(Segmentation annotation records)
######
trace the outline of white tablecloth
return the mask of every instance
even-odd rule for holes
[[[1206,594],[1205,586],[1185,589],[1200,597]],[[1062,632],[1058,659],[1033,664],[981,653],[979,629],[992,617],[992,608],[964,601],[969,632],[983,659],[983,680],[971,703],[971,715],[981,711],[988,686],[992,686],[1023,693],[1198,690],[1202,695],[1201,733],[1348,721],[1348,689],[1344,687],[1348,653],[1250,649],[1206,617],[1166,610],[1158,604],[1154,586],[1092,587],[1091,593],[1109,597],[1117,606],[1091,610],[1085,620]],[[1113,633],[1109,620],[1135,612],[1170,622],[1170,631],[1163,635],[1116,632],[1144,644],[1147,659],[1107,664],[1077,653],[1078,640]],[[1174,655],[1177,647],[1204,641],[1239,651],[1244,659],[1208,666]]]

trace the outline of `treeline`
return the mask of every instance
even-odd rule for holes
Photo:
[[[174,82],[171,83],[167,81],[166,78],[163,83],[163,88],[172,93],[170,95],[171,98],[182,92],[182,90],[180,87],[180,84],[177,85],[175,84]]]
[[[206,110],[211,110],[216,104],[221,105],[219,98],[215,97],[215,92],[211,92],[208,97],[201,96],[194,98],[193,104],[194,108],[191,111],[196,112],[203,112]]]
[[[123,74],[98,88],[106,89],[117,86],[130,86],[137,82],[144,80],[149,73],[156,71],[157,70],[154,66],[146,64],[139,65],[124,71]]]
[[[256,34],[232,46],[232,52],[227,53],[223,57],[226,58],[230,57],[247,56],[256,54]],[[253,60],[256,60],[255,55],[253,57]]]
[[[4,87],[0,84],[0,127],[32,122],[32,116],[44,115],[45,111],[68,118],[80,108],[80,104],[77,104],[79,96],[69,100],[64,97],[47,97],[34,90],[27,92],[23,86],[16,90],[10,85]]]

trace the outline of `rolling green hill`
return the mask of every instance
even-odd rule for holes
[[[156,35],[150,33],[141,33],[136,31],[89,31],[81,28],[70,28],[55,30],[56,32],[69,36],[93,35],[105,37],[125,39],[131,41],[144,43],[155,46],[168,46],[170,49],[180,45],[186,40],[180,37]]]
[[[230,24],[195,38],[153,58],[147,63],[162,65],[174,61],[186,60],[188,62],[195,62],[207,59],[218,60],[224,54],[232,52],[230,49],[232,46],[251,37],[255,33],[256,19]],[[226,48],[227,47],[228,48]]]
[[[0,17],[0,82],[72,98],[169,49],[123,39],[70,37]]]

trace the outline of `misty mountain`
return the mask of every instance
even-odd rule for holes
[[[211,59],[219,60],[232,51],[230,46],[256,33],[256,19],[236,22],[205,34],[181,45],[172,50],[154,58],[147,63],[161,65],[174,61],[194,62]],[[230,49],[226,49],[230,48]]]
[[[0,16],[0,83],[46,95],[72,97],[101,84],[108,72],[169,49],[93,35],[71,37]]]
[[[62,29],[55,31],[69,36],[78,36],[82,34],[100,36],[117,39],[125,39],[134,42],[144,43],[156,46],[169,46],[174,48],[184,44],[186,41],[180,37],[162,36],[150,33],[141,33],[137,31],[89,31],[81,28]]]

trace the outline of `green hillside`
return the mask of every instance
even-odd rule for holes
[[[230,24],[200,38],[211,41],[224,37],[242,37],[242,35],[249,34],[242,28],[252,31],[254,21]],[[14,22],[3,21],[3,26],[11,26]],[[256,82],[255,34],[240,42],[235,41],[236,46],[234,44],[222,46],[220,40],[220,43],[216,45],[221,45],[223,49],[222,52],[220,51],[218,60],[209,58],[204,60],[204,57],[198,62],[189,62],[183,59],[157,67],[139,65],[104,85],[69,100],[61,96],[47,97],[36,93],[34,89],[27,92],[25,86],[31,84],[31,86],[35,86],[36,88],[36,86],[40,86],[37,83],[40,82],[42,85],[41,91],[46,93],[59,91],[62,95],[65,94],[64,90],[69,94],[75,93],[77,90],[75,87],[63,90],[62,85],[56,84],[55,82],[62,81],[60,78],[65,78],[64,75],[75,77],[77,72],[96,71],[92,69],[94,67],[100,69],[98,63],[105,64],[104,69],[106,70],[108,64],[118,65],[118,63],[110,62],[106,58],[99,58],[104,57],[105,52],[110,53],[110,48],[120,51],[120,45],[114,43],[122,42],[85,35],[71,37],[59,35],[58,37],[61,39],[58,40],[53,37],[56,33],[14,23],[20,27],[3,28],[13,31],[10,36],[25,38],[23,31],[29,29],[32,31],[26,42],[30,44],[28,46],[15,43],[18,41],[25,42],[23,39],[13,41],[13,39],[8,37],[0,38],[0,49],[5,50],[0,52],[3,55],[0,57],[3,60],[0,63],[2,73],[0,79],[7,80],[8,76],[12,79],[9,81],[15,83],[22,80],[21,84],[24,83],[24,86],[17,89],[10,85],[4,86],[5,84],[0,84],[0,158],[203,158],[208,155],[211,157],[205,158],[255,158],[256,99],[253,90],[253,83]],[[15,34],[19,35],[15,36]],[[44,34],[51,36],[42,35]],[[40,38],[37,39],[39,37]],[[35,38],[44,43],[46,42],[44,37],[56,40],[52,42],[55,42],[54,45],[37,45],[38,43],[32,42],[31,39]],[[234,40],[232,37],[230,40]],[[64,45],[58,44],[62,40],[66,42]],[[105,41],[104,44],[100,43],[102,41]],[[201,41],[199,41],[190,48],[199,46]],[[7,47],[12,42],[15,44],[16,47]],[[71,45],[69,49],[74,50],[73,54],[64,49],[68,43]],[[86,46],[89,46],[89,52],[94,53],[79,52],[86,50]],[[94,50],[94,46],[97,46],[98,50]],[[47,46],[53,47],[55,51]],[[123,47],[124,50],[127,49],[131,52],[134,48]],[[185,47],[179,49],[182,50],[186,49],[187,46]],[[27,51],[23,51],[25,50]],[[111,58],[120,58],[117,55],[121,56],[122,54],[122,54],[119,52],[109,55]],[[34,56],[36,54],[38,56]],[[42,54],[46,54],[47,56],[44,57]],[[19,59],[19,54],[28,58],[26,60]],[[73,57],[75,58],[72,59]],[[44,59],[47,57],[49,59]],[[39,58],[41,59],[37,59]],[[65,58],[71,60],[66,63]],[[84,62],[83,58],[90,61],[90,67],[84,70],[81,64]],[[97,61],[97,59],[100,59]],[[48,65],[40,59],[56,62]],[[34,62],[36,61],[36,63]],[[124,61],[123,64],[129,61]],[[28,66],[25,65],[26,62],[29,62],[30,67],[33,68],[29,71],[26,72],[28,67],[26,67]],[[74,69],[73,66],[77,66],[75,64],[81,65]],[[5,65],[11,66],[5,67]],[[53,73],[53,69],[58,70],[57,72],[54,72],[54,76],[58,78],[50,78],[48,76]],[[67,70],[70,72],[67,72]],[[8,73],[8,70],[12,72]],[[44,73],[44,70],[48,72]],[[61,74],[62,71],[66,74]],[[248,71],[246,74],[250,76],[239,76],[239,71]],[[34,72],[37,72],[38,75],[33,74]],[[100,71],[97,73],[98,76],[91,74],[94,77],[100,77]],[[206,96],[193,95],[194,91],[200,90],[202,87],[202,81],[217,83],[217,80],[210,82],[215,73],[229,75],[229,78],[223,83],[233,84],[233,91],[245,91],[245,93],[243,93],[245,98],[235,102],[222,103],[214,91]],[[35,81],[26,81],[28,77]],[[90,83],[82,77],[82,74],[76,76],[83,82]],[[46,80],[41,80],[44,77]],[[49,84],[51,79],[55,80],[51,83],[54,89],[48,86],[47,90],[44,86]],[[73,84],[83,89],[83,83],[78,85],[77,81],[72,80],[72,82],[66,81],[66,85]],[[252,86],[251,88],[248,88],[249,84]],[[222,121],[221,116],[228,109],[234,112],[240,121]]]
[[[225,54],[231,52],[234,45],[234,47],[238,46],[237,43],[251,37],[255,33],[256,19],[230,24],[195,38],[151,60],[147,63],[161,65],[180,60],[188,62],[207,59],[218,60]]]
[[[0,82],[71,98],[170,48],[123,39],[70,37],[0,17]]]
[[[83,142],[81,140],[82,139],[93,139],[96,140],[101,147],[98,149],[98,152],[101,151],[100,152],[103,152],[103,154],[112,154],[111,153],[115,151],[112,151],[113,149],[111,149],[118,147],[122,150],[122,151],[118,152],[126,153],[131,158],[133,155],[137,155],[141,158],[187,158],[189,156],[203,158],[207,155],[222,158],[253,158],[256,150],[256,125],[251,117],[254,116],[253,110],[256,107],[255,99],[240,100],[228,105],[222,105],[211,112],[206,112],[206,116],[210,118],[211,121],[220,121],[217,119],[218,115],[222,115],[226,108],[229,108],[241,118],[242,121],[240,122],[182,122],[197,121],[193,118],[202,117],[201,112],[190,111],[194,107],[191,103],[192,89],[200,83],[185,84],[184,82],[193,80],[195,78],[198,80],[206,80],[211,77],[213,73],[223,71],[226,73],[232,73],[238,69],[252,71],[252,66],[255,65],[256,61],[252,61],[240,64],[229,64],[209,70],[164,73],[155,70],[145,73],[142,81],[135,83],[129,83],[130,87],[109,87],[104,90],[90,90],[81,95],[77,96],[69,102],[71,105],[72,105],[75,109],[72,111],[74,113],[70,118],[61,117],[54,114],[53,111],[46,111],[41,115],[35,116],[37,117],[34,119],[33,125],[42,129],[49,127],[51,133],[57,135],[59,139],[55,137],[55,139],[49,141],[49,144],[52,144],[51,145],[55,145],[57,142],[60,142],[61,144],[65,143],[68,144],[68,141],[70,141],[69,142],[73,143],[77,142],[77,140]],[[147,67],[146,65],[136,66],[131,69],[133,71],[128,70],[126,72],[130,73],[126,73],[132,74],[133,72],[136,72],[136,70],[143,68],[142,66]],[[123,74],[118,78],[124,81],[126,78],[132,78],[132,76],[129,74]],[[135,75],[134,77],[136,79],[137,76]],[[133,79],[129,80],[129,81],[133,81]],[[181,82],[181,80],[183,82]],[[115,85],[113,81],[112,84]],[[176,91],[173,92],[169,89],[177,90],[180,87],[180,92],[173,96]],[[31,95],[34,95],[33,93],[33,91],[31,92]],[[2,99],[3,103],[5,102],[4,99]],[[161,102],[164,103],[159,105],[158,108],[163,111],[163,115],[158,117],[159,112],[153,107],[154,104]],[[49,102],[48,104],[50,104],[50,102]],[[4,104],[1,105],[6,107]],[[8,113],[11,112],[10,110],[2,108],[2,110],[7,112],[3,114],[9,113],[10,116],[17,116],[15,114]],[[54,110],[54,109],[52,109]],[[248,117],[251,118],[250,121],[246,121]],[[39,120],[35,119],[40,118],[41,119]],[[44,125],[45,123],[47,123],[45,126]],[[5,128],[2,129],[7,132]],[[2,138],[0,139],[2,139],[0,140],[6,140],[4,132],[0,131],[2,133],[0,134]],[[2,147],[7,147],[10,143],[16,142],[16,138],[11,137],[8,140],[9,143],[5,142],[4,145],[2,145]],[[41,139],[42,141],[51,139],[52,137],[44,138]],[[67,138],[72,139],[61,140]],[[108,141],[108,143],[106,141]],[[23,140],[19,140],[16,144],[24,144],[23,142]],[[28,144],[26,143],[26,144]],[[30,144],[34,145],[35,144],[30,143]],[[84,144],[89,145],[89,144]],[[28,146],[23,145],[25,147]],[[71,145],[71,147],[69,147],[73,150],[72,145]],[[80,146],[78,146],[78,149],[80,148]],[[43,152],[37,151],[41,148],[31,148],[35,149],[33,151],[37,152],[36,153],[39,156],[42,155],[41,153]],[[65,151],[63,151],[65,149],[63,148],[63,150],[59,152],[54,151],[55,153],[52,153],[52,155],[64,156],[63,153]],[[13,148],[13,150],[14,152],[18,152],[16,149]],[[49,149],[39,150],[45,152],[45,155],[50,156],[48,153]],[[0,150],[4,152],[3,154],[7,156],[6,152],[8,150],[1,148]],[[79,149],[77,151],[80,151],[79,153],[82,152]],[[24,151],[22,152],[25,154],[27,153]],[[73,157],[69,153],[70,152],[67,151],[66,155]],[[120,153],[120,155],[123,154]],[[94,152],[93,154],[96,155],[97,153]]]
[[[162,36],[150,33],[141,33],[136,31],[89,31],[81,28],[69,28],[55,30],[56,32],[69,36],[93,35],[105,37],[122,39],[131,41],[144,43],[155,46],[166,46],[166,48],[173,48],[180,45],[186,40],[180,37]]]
######
• [Task brief]: Count the lines in the rows above that contain the string "green", treating uppercase and lowercase as different. Give only the number.

• [Task solution]: 2